> TASK BRIEF:
Rewrite the entries from the line containing "Find the car wheel" through the end of the entries, inclusive, switching "instance" to "occurrence" and leaving everything else unchanged.

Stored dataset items
◆ ◆ ◆ ◆ ◆ ◆ ◆

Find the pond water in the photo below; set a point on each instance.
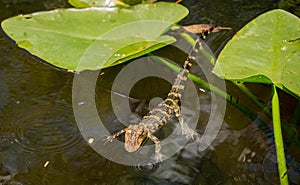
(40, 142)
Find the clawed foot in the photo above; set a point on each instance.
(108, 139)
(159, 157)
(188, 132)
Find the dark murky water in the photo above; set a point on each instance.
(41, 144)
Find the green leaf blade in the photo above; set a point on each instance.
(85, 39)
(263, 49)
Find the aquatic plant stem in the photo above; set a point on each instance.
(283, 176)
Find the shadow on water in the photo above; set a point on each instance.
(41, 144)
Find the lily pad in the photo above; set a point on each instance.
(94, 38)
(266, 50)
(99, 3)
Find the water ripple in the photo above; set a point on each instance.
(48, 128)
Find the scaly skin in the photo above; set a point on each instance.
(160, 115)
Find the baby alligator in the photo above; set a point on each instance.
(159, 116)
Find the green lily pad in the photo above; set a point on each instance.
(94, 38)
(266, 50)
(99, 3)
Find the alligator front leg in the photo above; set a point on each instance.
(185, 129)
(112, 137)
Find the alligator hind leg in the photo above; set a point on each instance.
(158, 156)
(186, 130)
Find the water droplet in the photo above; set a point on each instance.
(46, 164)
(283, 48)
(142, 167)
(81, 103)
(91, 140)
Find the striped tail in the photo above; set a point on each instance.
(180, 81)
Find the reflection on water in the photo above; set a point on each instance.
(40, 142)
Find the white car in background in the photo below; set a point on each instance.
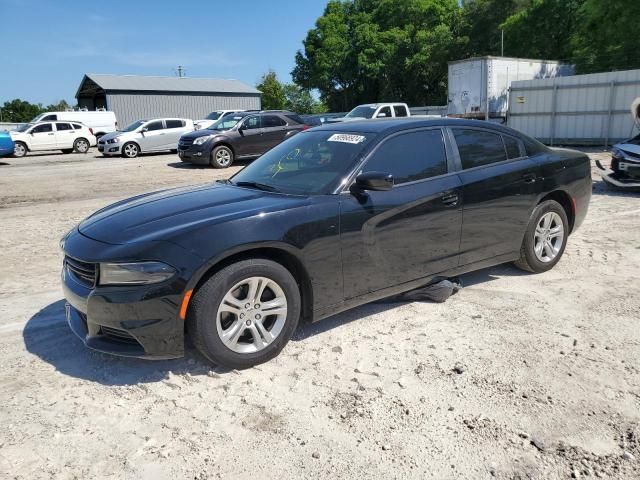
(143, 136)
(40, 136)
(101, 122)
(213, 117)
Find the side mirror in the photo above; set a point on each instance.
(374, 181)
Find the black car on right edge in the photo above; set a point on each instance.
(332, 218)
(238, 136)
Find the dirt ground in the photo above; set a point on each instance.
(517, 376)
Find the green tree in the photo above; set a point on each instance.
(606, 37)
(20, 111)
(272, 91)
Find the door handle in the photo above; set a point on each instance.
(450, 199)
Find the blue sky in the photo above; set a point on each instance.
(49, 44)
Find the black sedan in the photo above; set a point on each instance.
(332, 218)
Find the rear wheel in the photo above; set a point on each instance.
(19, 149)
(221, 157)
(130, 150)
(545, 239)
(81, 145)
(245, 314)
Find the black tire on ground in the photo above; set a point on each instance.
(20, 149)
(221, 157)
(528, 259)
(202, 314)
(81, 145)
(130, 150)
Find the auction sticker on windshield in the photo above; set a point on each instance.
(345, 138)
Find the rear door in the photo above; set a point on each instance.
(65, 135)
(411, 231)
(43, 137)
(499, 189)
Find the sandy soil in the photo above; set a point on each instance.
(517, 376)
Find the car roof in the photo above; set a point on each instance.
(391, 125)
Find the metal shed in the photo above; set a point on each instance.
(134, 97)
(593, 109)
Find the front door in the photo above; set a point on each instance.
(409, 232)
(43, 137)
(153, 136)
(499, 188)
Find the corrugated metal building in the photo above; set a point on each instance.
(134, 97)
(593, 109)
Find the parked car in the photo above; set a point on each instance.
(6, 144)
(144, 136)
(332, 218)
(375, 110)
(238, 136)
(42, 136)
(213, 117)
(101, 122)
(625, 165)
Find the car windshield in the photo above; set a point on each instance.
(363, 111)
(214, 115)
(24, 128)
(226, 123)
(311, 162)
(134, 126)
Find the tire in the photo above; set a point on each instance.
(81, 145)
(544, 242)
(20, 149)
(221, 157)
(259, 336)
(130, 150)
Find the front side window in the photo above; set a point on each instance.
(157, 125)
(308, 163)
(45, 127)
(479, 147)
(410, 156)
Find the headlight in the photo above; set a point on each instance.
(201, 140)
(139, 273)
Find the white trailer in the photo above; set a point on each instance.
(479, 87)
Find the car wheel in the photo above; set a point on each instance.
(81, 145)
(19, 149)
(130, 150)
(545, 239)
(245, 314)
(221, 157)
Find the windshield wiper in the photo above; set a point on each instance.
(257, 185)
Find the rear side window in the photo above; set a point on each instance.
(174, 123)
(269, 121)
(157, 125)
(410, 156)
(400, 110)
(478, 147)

◆ ◆ ◆ ◆ ◆ ◆ ◆

> ANSWER BELOW:
Find the car wheel in the photo above; set a point on each occurrence.
(81, 145)
(19, 149)
(130, 150)
(545, 239)
(245, 314)
(221, 157)
Find the windshield wiper in the photo above; set a point on each occurrence.
(257, 185)
Find the rear side window in the photo above; set a point on each occurrence.
(174, 123)
(269, 121)
(157, 125)
(410, 156)
(400, 110)
(478, 147)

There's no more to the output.